Thursday, March 11, 2010

Of back injuries, labor unrest, bike training, and Yeats.

A guy I don't know yet writes a blog about cycling and writing here in Omaha. He's also a dad, so we obviously have a lot in common. We're also both reeling from layoffs--he lost a job at a newspaper, my wife lost hers in teaching.  And we also share the scourge of recurring back injuries; his last blog post examined his frustration with his recovery process. 

I thought about that post as I sat in Mark Wurth's chiropractic office yesterday and got the news I'd been waiting five months to hear: full steam ahead. He cleared me to pursue all the athletic training I wanted, with one HUGE caveat: "If it hurts, stop. That kind of back pain," he said, "is your canary in the coal mine."

__Short problem__:
Decide whether each statement below agrees with the blog post above on back injuries and cycling. Answer yes or no for each, quoting the text's deciding words. (a) The other Omaha blogger lost a teaching job. (b) The chiropractor placed no limits on athletic training. (c) The writer had waited five months for the news from the chiropractor.

__Material__:
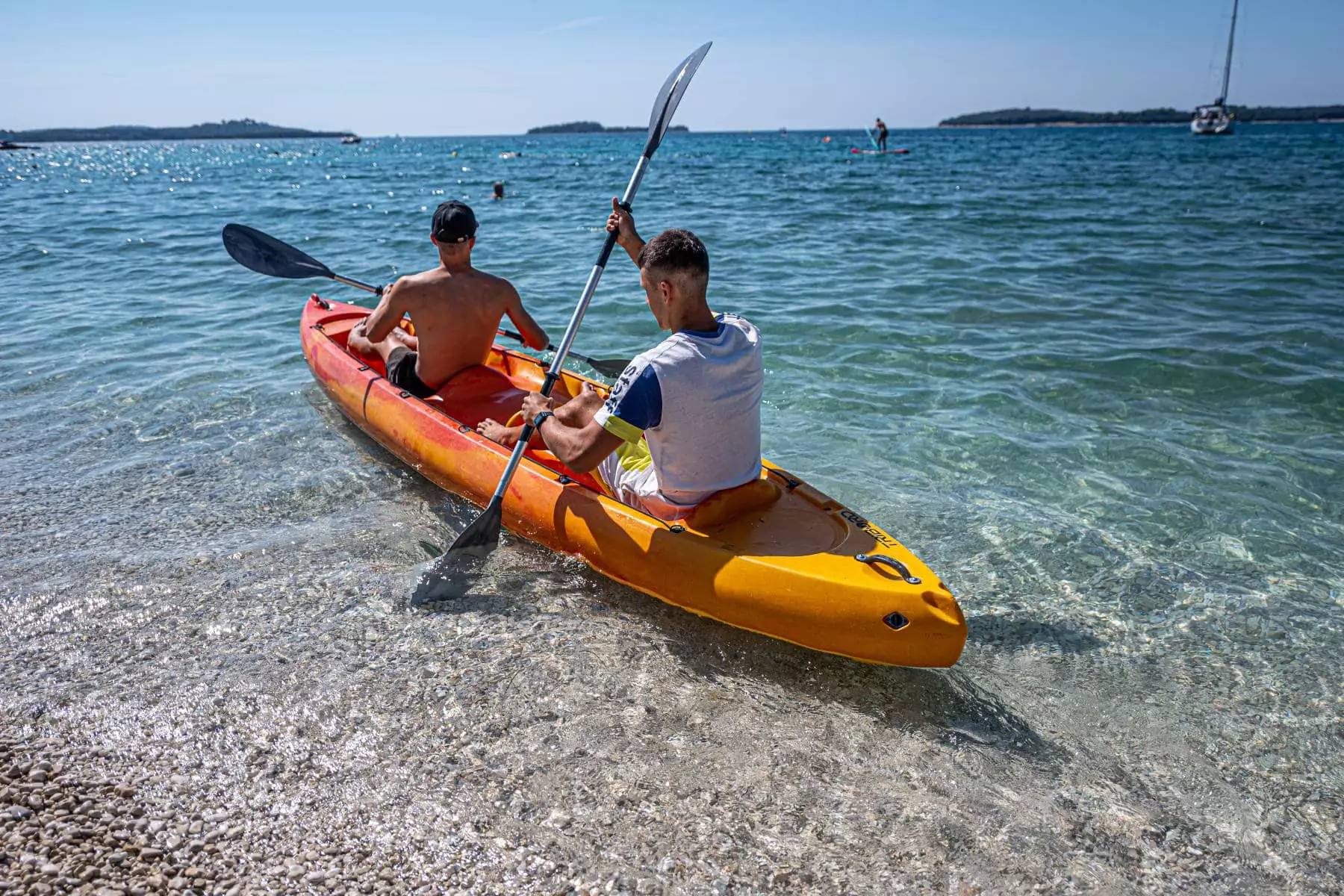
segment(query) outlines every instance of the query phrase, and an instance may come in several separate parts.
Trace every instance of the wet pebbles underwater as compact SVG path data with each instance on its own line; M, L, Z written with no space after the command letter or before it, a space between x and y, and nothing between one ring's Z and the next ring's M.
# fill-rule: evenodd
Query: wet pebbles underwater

__Exercise solution__:
(a) No: "he lost a job at a newspaper, my wife lost hers in teaching."
(b) No: "with one HUGE caveat: "If it hurts, stop.""
(c) Yes: "got the news I'd been waiting five months to hear"